## Textauszug:
○ ○ ○

# Spiele-Beamer 750€ FullHD



## noname1997 (30. Dezember 2012)

*Spiele-Beamer 750€ FullHD*

Hallo PCGHX-Community,
ich suche derzeit einen Beamer, der zum Zocken, Filme schauen, etc. geeignet ist. Mein Preisbudget liegt bei max. ~750€. Wichtig ist mir, dass der Beamer schon recht leise bleibt. Lens Shift sollte vorhanden sein. Er sollte Full HD beherrschen und der Beamer soll bei einem Abstand von etwa 4 Metern eine Bilddiagonale von 90 Zoll (2,3 Meter) erreichen können. Ich hatte mir bereits die empfohlenen Beamer im Beamerguide angesehen. Da ist mir besonders der "Benq W1070 DLP" ins Auge gesprungen. Doch wie ist die Lautstärke dieses Beamers? Kann er bei dem Abstand von 4 Metern eine Bilddiagonale von 90 Zoll wiedergeben? Und gibt es noch andere Beamer die in dieser Preisklasse empfehlenswert sind?

Vielen Dank für die Unterstützung


----------



## wollekassel (30. Dezember 2012)

*AW: Spiele-Beamer 750€ FullHD*

Der W1070 wird wohl der nächste Preis/Leistungs-Renner: Guck mal im Hifi-Forum nach ... bzw. bestimmt hast Du das schon.

BenQ W1070 DLP Full hd 3D ready fur 890 euros, Projektoren / Beamer - HIFI-FORUM

Leider geht meine wirklich hoch geschätzte und hoch geliebte PCGH bisher nicht auf Beamer und spielen ein ... soweit ich weiß gibt es bisher nicht so viele Infos online/print.

Das wäre doch mal was für 2013 oder?

Edit: Warum immer nur 22 bis 27 Monitore testen? Es gibt doch schon seit Ewigkeiten schnelle LCD/DLP Beamer. Mich würde da schon Inputlag/Latenz/ oder wie das bei Beamern heißt interessieren, insbesondere Multiplayer BF3 - bitte bitte PCGH


----------



## Superwip (30. Dezember 2012)

○ ○ ○

## Zeilen:
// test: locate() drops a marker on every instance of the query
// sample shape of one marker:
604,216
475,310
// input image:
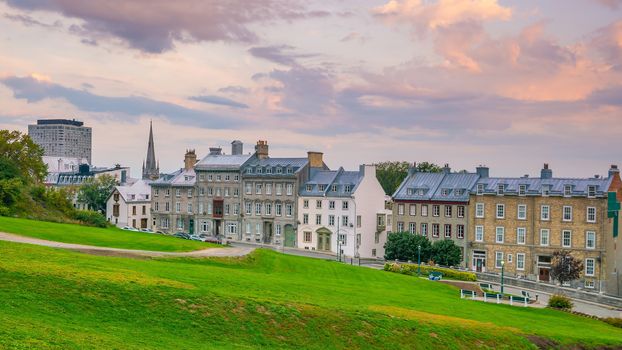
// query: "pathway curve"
209,252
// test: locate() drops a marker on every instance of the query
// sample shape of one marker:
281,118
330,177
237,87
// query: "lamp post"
502,266
419,260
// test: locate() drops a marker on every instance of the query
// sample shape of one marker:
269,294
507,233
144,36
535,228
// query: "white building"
130,205
343,212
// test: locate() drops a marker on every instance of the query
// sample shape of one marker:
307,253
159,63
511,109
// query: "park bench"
435,276
467,293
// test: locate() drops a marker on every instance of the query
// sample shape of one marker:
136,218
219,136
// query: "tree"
565,267
446,253
95,192
403,246
391,174
24,154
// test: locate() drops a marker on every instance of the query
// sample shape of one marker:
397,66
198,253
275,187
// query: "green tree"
95,192
565,267
446,252
24,154
403,246
391,174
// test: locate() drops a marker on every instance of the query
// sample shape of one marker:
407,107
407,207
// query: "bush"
411,269
614,321
560,302
91,218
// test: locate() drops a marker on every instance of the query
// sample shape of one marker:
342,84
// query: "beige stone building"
518,223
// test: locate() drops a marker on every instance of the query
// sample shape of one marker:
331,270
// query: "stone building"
270,195
435,205
174,198
518,223
219,191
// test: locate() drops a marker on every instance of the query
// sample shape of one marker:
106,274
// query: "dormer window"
591,191
567,190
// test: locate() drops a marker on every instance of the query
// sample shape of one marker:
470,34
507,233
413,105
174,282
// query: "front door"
544,275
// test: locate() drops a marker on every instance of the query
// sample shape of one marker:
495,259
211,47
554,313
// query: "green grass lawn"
56,299
102,237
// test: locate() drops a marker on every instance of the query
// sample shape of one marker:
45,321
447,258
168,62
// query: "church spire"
150,169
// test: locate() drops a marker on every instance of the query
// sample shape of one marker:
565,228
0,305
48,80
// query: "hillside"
63,300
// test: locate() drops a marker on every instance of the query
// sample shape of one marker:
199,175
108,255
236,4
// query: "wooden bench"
435,276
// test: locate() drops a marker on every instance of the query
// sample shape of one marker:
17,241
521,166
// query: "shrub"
614,321
560,302
411,269
91,218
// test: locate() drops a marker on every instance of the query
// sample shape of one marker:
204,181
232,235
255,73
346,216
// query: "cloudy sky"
509,84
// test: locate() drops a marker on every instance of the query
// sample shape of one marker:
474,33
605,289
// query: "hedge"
411,269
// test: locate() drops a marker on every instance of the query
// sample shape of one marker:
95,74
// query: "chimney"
446,169
483,171
315,159
261,149
237,148
190,159
546,173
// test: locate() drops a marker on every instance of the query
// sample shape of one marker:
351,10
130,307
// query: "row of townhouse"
518,223
256,198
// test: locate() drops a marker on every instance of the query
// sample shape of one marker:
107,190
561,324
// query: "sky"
507,84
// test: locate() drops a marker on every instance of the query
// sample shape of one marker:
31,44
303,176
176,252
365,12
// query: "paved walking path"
210,252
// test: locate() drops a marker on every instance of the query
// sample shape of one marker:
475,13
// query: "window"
498,259
500,234
479,210
566,239
589,267
521,235
460,229
544,237
435,230
590,240
520,261
500,211
591,214
545,213
567,213
479,233
591,191
447,230
567,190
480,189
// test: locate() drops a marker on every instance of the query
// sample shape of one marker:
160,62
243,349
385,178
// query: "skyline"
508,84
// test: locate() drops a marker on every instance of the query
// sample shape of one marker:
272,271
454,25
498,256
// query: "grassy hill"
66,300
101,237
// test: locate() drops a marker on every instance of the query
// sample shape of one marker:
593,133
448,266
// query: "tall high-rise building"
151,169
62,138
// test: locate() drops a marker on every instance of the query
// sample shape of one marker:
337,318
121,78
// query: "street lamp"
419,260
502,266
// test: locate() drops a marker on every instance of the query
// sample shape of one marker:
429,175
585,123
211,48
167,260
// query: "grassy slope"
60,299
109,237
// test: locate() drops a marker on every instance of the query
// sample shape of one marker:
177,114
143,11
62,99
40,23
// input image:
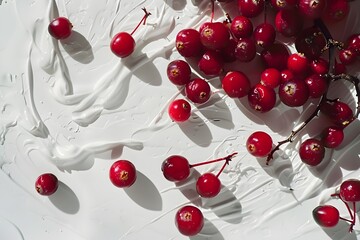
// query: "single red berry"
245,50
312,9
251,8
236,84
122,173
317,85
208,185
122,44
262,98
188,43
215,36
270,77
288,22
319,66
332,136
60,28
350,190
179,72
175,168
337,10
241,27
298,63
264,35
326,215
198,90
259,144
294,93
275,56
312,152
179,110
211,63
189,220
46,184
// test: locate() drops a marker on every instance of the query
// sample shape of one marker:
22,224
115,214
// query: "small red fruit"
122,173
189,220
46,184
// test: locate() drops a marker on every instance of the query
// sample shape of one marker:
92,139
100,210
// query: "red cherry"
46,184
122,173
317,85
270,77
211,63
264,35
294,93
208,185
312,152
312,8
215,36
179,110
122,44
198,90
332,136
241,27
251,8
259,144
179,72
189,220
245,50
60,28
175,168
326,215
298,63
188,43
350,190
275,56
262,98
288,22
236,84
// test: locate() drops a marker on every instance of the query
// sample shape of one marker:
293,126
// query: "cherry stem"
227,158
331,45
212,10
142,21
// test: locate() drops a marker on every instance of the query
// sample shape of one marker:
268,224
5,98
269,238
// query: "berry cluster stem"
142,21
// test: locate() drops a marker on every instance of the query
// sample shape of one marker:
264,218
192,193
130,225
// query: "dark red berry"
198,90
179,110
312,152
60,28
259,144
175,168
122,173
208,185
241,27
350,190
179,72
236,84
122,44
264,35
294,93
262,98
46,184
326,215
332,136
189,220
188,43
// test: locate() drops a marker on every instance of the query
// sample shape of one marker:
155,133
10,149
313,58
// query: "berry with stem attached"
123,44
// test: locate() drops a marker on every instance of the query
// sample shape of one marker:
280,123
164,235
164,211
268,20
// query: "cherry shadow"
197,130
65,199
145,193
208,232
78,47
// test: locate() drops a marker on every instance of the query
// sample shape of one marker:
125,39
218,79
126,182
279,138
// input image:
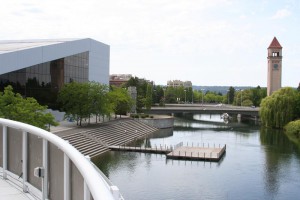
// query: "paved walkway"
8,191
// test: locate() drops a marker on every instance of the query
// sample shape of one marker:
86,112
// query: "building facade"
178,83
119,79
39,68
274,66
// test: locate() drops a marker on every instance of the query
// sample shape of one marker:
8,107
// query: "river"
258,164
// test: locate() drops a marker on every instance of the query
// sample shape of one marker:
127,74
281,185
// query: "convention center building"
39,68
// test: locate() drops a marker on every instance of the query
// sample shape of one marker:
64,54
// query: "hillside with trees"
27,110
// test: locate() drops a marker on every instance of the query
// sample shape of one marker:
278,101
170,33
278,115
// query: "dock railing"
47,166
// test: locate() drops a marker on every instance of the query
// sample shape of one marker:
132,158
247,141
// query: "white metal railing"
93,183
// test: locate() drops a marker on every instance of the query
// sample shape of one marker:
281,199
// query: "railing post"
24,159
4,137
66,177
45,166
86,191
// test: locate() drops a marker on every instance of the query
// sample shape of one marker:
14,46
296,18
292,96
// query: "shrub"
292,129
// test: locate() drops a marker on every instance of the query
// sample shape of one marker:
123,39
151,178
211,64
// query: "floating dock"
179,152
197,153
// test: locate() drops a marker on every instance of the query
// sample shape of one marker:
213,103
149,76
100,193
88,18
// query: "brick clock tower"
274,66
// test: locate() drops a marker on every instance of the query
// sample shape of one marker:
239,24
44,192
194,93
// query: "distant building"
274,66
119,79
178,83
39,68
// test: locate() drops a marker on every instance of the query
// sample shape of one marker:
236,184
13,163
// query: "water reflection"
259,164
278,156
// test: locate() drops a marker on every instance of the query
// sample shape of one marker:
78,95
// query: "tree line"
81,101
27,110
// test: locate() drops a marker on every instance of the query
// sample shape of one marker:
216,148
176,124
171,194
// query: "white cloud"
282,13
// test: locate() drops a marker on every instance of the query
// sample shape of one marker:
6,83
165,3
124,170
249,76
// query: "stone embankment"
95,140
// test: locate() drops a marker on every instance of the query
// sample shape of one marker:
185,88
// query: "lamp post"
202,95
241,97
228,96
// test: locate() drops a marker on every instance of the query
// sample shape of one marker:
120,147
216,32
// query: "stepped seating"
95,141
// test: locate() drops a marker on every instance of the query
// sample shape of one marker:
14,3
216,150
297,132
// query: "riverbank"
95,138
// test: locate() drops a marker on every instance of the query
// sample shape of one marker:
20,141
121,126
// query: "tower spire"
275,44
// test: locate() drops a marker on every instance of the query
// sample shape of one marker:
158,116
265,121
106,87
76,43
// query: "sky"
208,42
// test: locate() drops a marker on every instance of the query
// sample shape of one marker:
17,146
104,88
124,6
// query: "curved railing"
93,183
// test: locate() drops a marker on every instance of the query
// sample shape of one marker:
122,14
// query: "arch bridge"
204,109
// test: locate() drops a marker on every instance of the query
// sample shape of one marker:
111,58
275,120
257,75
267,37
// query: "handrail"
97,186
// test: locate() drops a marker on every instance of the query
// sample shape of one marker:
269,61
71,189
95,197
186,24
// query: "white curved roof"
19,54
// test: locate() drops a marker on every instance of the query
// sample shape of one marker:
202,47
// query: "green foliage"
292,129
279,108
81,100
249,97
27,110
141,88
230,95
148,100
120,100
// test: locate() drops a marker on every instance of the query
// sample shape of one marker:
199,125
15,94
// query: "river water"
258,164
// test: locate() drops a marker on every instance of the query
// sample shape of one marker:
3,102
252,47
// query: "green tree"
148,100
100,105
27,110
230,95
279,108
121,101
75,100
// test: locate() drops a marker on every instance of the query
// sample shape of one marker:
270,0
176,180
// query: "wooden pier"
158,150
197,153
180,152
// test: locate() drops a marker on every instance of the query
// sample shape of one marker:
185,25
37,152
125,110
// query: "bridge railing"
47,166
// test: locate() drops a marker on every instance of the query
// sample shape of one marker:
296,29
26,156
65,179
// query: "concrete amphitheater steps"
95,141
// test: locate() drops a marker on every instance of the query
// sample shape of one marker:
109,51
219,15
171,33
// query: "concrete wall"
35,159
159,121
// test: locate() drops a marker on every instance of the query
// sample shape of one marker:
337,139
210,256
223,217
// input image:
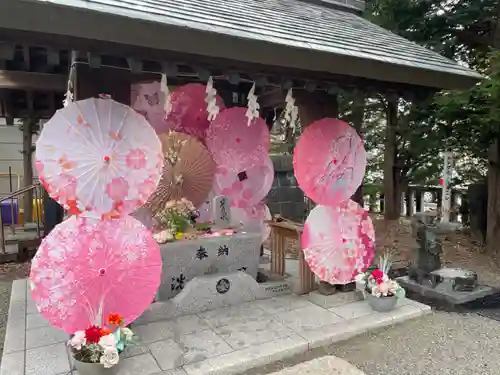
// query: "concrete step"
328,365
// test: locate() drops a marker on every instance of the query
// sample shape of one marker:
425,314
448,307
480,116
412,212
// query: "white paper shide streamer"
291,110
167,104
68,96
211,100
253,106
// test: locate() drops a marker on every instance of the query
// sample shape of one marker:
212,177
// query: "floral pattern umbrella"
148,100
86,269
188,171
236,145
99,157
245,188
253,219
338,242
189,110
329,161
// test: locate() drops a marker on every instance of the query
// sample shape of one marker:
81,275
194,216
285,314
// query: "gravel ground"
5,287
437,344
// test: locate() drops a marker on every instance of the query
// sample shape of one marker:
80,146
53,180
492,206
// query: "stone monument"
221,212
427,277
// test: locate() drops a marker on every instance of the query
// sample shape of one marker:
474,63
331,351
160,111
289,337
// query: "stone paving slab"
328,365
226,341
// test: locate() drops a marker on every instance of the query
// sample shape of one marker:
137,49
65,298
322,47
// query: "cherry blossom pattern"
236,145
189,113
334,246
106,165
329,161
85,266
247,188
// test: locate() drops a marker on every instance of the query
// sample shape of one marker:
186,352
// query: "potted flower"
381,292
96,350
175,218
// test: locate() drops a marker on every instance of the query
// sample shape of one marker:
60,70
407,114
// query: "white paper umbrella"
99,157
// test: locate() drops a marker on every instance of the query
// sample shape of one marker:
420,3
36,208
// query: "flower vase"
85,368
381,304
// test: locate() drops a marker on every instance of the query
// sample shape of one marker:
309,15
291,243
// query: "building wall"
11,144
285,197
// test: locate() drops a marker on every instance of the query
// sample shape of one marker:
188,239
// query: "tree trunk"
358,114
493,214
392,189
409,201
28,169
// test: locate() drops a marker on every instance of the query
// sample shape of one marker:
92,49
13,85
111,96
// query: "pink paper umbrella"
86,269
338,242
329,161
235,144
245,188
189,110
253,219
99,157
148,100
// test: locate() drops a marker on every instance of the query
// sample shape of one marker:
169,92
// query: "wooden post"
277,252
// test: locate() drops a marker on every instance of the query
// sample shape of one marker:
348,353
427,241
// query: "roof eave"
76,22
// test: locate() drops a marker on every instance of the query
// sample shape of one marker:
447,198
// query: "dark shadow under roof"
336,41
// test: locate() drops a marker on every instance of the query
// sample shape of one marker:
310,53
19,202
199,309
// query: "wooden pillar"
358,114
409,201
278,252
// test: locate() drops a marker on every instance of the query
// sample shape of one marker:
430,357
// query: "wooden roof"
280,33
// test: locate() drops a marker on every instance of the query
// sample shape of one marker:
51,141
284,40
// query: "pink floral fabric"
86,266
148,100
338,242
99,157
236,145
245,188
329,161
252,219
189,110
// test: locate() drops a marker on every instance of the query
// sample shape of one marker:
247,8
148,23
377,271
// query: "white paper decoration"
211,100
253,105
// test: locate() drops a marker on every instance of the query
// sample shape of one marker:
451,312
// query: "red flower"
115,319
93,334
378,276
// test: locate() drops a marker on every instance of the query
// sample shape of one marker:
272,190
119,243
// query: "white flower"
78,340
127,332
360,278
110,357
108,341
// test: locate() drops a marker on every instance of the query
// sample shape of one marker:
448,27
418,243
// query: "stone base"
212,292
442,291
228,341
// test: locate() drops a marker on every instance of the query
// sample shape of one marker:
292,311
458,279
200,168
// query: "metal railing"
14,225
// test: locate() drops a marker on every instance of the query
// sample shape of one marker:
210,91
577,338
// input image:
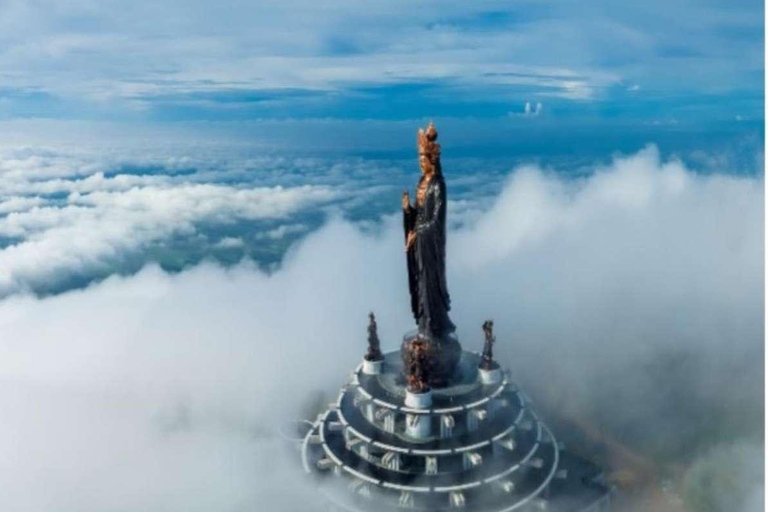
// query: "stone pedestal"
373,367
488,377
418,426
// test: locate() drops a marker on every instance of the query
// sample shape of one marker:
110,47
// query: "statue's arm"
409,219
434,219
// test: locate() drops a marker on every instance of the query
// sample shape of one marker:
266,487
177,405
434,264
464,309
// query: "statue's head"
429,149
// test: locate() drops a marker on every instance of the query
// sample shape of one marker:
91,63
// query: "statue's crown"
426,141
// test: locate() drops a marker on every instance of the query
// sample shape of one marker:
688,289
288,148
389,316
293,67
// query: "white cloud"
229,242
94,231
630,301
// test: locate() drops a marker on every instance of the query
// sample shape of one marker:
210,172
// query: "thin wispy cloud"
98,61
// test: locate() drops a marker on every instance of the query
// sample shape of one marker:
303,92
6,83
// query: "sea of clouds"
628,303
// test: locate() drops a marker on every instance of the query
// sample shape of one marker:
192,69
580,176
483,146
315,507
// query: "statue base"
489,377
373,367
442,357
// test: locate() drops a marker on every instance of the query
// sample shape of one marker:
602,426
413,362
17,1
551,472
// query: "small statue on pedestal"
374,345
418,366
487,362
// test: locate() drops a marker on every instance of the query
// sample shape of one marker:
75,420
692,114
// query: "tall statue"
424,224
486,361
374,345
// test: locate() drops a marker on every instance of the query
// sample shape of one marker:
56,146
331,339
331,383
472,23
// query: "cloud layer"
627,303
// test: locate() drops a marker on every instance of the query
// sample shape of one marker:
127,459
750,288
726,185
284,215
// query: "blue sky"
675,73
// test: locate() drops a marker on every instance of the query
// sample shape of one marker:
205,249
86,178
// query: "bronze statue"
424,226
487,362
418,366
374,345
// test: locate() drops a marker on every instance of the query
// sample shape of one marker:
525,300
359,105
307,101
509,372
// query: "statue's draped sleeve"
409,224
432,301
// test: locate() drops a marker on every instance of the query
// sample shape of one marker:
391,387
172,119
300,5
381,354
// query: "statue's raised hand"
406,201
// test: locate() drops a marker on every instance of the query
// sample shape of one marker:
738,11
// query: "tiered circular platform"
478,446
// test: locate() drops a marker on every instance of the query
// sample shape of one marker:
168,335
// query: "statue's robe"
430,301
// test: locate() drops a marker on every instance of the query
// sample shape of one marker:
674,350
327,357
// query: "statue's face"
425,164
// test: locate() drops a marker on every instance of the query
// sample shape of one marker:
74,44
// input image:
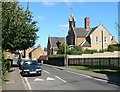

○ ○ ○

## Übungsaufgabe:
Zitiere aus dem Forenthread über den Spiele-Beamer oben wortgetreu alles von „BenQ W1070 DLP Full“ bis hinunter zu „Superwip (30. Dezember 2012)“.

## Lösung unten:
BenQ W1070 DLP Full hd 3D ready fur 890 euros, Projektoren / Beamer - HIFI-FORUM

Leider geht meine wirklich hoch geschätzte und hoch geliebte PCGH bisher nicht auf Beamer und spielen ein ... soweit ich weiß gibt es bisher nicht so viele Infos online/print.

Das wäre doch mal was für 2013 oder?

Edit: Warum immer nur 22 bis 27 Monitore testen? Es gibt doch schon seit Ewigkeiten schnelle LCD/DLP Beamer. Mich würde da schon Inputlag/Latenz/ oder wie das bei Beamern heißt interessieren, insbesondere Multiplayer BF3 - bitte bitte PCGH


----------



## Superwip (30. Dezember 2012)